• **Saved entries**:
^^^^^^^^

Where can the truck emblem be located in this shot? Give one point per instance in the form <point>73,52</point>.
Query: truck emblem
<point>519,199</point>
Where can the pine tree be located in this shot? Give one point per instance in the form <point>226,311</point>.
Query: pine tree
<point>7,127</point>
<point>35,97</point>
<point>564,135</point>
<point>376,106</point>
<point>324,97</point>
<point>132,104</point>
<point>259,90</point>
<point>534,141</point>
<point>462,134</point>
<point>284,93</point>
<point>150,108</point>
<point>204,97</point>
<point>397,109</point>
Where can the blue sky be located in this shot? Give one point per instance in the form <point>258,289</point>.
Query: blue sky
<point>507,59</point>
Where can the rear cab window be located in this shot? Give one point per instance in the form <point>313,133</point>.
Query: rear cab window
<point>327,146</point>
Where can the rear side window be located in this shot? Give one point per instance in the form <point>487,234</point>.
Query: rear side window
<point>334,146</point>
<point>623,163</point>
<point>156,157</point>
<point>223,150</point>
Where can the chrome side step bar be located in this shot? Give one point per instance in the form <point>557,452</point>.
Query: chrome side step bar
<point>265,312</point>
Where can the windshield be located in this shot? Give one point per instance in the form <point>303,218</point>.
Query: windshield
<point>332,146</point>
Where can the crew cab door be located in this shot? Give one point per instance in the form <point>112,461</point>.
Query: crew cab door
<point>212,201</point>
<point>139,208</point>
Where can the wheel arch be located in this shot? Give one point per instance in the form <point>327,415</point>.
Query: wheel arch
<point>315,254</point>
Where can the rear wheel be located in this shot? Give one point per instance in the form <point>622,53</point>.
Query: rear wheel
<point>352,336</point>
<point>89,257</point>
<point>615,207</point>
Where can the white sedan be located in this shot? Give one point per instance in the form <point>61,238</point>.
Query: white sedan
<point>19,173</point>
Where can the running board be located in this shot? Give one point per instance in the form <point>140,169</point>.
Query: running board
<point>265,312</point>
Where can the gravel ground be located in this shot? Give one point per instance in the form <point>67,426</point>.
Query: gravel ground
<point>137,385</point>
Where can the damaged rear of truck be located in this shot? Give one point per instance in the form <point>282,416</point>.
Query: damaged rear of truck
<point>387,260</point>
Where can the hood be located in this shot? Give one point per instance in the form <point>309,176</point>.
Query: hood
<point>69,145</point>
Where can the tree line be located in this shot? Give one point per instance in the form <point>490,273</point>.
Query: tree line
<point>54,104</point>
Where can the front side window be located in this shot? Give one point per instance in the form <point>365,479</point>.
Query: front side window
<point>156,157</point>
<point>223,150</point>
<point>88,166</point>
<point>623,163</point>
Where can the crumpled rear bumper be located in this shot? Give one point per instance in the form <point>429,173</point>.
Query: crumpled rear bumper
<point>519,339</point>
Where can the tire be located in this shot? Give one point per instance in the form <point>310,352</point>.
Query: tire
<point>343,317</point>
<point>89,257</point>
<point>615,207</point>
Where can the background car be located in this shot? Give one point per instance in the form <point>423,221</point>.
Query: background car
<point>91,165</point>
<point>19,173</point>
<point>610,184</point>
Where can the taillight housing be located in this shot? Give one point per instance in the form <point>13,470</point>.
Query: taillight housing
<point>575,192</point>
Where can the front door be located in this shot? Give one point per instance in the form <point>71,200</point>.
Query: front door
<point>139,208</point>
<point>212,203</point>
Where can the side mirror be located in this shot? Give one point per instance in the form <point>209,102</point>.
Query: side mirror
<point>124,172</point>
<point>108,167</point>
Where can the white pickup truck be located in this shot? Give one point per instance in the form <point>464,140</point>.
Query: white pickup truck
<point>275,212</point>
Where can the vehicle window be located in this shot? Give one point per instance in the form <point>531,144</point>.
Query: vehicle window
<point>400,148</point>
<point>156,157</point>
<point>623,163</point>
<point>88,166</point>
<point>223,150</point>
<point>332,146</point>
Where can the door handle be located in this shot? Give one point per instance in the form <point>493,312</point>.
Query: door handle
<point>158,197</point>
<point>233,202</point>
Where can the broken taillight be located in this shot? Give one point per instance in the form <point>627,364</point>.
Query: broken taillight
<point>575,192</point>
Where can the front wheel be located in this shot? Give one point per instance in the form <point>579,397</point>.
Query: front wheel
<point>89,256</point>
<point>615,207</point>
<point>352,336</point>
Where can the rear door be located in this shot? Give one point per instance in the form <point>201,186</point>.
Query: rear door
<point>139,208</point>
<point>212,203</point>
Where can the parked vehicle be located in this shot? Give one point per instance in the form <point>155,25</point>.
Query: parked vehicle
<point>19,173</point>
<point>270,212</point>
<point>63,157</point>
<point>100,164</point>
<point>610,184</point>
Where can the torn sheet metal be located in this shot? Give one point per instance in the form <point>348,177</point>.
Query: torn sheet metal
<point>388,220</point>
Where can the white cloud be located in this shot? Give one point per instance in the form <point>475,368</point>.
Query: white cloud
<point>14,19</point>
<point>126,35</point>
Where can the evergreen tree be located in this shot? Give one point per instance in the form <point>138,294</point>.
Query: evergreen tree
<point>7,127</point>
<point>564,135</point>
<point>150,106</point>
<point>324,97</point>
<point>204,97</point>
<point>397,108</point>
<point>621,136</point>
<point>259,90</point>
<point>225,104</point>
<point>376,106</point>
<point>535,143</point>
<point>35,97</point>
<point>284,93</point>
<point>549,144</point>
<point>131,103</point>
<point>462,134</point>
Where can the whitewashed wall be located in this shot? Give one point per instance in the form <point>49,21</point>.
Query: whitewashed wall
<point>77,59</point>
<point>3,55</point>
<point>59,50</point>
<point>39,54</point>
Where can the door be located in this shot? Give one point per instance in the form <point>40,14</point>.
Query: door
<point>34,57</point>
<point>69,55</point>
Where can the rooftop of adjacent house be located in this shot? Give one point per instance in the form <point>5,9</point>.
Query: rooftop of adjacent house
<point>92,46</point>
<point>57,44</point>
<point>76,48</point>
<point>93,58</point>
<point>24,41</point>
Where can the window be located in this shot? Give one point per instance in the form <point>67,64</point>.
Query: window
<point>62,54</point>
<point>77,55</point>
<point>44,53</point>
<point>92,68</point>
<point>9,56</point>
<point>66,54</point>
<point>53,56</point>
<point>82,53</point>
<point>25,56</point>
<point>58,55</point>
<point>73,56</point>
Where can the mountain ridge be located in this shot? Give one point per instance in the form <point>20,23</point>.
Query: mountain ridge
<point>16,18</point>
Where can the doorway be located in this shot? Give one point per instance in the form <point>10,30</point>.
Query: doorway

^^^^^^^^

• **What you should do**: Would you please return all of the data exactly?

• **Solution to this task**:
Where can the truck emblem be located in this shot? Give one point per instance in the form <point>73,52</point>.
Query: truck emblem
<point>519,199</point>
Where can the pine tree be located in this shot? Give one point per instance in the form <point>226,311</point>.
Query: pine tree
<point>7,127</point>
<point>35,97</point>
<point>564,135</point>
<point>376,106</point>
<point>324,97</point>
<point>132,104</point>
<point>259,90</point>
<point>534,141</point>
<point>462,134</point>
<point>284,93</point>
<point>150,108</point>
<point>204,97</point>
<point>397,109</point>
Where can the blue sky be located in this shot? Give one point per instance in the form <point>258,289</point>.
Query: blue sky
<point>507,59</point>
Where can the rear cab window be located in this shot? Give one point per instance in the form <point>313,133</point>.
Query: rear cab window
<point>327,146</point>
Where can the rear side window be located in this shot? Give one point per instance in the form <point>487,234</point>.
Query: rear side window
<point>334,146</point>
<point>623,163</point>
<point>156,157</point>
<point>223,150</point>
Where can the chrome side step bar be located in this shot? Give one point per instance in the form <point>557,452</point>.
Query: chrome side step bar
<point>265,312</point>
Where can the windshield be located in this shot? Give one point per instance in the form <point>303,218</point>.
Query: windshield
<point>332,146</point>
Where can the crew cab door be located in this shot? Give one point per instance in the form <point>112,461</point>.
Query: crew cab door
<point>212,201</point>
<point>139,208</point>
Where can the wheel arch be located in this shot? Give one point per instance in the form <point>327,415</point>.
Query: wheel arch
<point>315,254</point>
Where can the rear wheel be located in this shot? Give one point per instance in the form <point>622,53</point>.
Query: rear wheel
<point>352,336</point>
<point>89,257</point>
<point>615,207</point>
Where can the white sedan be located in this shot? Give one point per instance in the form <point>61,238</point>.
Query: white sedan
<point>19,173</point>
Where can the running board be located in this shot? Give one point per instance in the form <point>140,169</point>.
Query: running board
<point>265,312</point>
Where can the gravel ground be located in this shot? Give one point per instance in the form <point>67,426</point>.
Query: gravel ground
<point>137,385</point>
Where can the damaged rear of truck be located in this shot? Give one point per instance in the form <point>282,416</point>.
Query: damaged rear of truck
<point>387,260</point>
Where can the hood be located in this shot? Give one point per instance in the form <point>309,176</point>.
Query: hood
<point>69,145</point>
Where can the tree line be located in this shot? Give one point per instance in the form <point>490,273</point>.
Query: tree line
<point>54,104</point>
Where can the front side window be located in this shot? Give one point per instance in the form <point>365,479</point>.
Query: front side window
<point>156,157</point>
<point>223,150</point>
<point>88,166</point>
<point>623,163</point>
Where can the crumpled rear bumper be located in this shot? Give one point per instance in the form <point>429,173</point>.
Query: crumpled rear bumper
<point>519,339</point>
Where can the tire be located in this shot? Give one point per instance in the form <point>310,352</point>.
Query: tire
<point>343,317</point>
<point>89,257</point>
<point>615,207</point>
Where can the background car be located in this shot? Give one point per instance in the form <point>423,221</point>.
Query: background car
<point>91,165</point>
<point>19,173</point>
<point>610,184</point>
Where can the taillight housing be located in this shot? Give one point per instance in the form <point>13,470</point>.
Query: taillight housing
<point>575,192</point>
Where can the front door be located in this shot? Give one point per instance in the form <point>71,200</point>.
Query: front door
<point>139,208</point>
<point>212,203</point>
Where can the side mirror be located in this shot? Give one point per instance in the form <point>209,102</point>.
Query: side mirror
<point>124,172</point>
<point>108,167</point>
Where can the white pickup truck be located in this shot? Give one point per instance in the form <point>464,140</point>.
Query: white pickup truck
<point>275,212</point>
Where can the vehicle window be located in this shot? Give one point per instance in the form <point>531,144</point>.
Query: vehicle window
<point>400,148</point>
<point>156,157</point>
<point>623,163</point>
<point>88,166</point>
<point>223,150</point>
<point>332,146</point>
Where can the door handle be located in this shot? Give one point per instance in the form <point>493,312</point>.
Query: door handle
<point>158,197</point>
<point>233,202</point>
Where can the broken taillight be located in this shot? Give one point per instance in the form <point>627,364</point>.
Query: broken taillight
<point>575,192</point>
Where can the front wheel be located in this shot? Give one point per instance in the form <point>579,397</point>.
Query: front wheel
<point>89,256</point>
<point>615,207</point>
<point>352,336</point>
Where can the rear door be located in this shot? Give one point per instance in the form <point>201,186</point>.
Query: rear door
<point>139,208</point>
<point>212,203</point>
Where can the parked vehicle be located in this shot? Give one point per instance in the form <point>155,25</point>.
Query: parked vehicle
<point>19,173</point>
<point>270,212</point>
<point>63,157</point>
<point>100,164</point>
<point>610,184</point>
Where can the torn sheet metal be located in this shot? Give one point per instance in the form <point>348,177</point>.
Query: torn sheet metal
<point>388,220</point>
Where can the white cloud be located in this shot? Give one point per instance in the form <point>475,368</point>.
Query: white cloud
<point>14,19</point>
<point>126,35</point>
Where can the evergreen tree be located in this shot? Give one point per instance in the form <point>138,294</point>.
Query: evergreen tree
<point>7,127</point>
<point>564,135</point>
<point>150,106</point>
<point>324,97</point>
<point>204,97</point>
<point>397,108</point>
<point>621,136</point>
<point>259,90</point>
<point>225,104</point>
<point>376,106</point>
<point>535,143</point>
<point>35,97</point>
<point>284,93</point>
<point>549,144</point>
<point>131,103</point>
<point>462,134</point>
Where can the whitewashed wall be located in this shot? Give one point per instance in the form <point>49,21</point>.
Query: whitewashed wall
<point>77,59</point>
<point>3,55</point>
<point>59,50</point>
<point>39,54</point>
Where can the door be located in this shot? Give one point per instance in the form <point>40,14</point>.
Query: door
<point>34,57</point>
<point>69,55</point>
Where can the rooftop of adjacent house be located in this shot? Give one point per instance in the form <point>5,9</point>.
Query: rooftop of adjacent house
<point>92,46</point>
<point>57,44</point>
<point>76,48</point>
<point>93,58</point>
<point>24,41</point>
Where can the window be located in this shot? Give one point per instance in the form <point>67,64</point>.
Query: window
<point>62,54</point>
<point>77,55</point>
<point>44,53</point>
<point>92,68</point>
<point>9,56</point>
<point>66,54</point>
<point>53,56</point>
<point>82,53</point>
<point>25,56</point>
<point>58,55</point>
<point>73,56</point>
Where can the mountain ridge be located in this shot? Give one point per instance in the form <point>20,23</point>.
Query: mountain ridge
<point>16,18</point>
Where can the doorway be located in this shot? Give one point per instance in the form <point>10,30</point>.
Query: doorway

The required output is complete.